WRITTEN TASK 1 =
According to the passage on battery storage growth, why do industry experts expect that growth to be uneven across regions? Answer in one to three sentences.
WRITTEN TASK 2 =
Rewrite the battery storage passage starting with "In the Act of" and going on through "of battery storage.", replacing "state of flux" with "period of change".

SOURCE PASSAGE =
>>

Worldwide, as of early April, about 733 grid-connected electrochemical projects with a total rated power of 1.8 GW (of varying duration) have been installed, according to the U.S. Department of Energy’s Global Energy Storage Database.

A Global Factor

While a vast amount of research and analyses on the sector exists, the consensus is this growth is expected to continue. IHS Markit, which owns the Energy Storage Intelligence Service, records a global 390-MW pipeline for battery projects, characterized by new announcements in China, Australia, South Korea, and India.

“Energy storage is set to grow as fast as solar photovoltaic energy has in recent years, sparking strong interest from a wide range of players and underscored by recent mergers and acquisitions among car manufacturers, major oil and gas companies, and conventional power suppliers,” said Marianne Boust, a principal analyst at IHS Markit.

Industry experts caution, though, that this growth won’t be even. Several fundamental contributing factors are setting the stage for future battery storage growth in different regions. Every country around the world, they note, has a unique energy storage potential that is based on the combination of energy resources, historical physical infrastructure, and electricity market structure, as well as regulatory framework, population demographics, energy demand patterns and trends, and general grid architecture and condition.

It is more valuable to assess general drivers affecting the sector, the experts say. One of the most important drivers of utility-scale battery storage systems, for example, continues to be the substantial growth in the amount of renewable energy being deployed around the world. Bloomberg New Energy Finance said in a 2016-released long-term forecast that 644 GW of new wind and solar photovoltaic (PV) capacity could be installed worldwide over the next five years. That variable generation could present a host of challenges to electrical grids not designed to handle them, particularly in the developing world, where grids are already stressed delivering existing generation.

Another key driver will involve national targets to curb greenhouse gas emissions under the Paris Agreement negotiated by 197 countries in late 2015. Countries are also generally moving toward improving the resilience of their grids in the face of heightened climate disruptions.

Meanwhile, falling system costs are making battery storage an attractive alternative to certain infrastructure investments. The sector’s relative maturity is also prompting many utilities to consider energy storage systems in resource planning. The financial community, too, is getting comfortable with investments in battery storage.

In the Act of Consolidating

Yet, the sector is still in a state of flux, and it is still unclear whether this will help or hinder the widespread deployment of battery storage.

Surging interest and rapid deployment have attracted an increasing number of actors in the sector, such as utilities, battery manufacturers, and renewable project developers, which are generally helping to drive competition. Greensmith Energy, a U.S.-based firm that designs and deploys energy storage systems and software, noted that in the face of diminished venture capital funding, market participants are also looking to execute on growth strategies and scale-up to maximize profits or decrease costs along the value chain.

<<

(Source records)
>>

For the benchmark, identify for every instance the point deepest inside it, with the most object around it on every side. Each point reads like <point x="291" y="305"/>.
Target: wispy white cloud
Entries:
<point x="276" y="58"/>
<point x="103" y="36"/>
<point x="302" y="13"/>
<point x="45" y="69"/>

<<

EXERCISE ANSWER 1 =
Every country has a unique energy storage potential. That potential depends on its combination of energy resources, historical physical infrastructure, electricity market structure, regulatory framework, population demographics, energy demand patterns and trends, and general grid architecture and condition.

EXERCISE ANSWER 2 =
In the Act of Consolidating

Yet, the sector is still in a period of change, and it is still unclear whether this will help or hinder the widespread deployment of battery storage.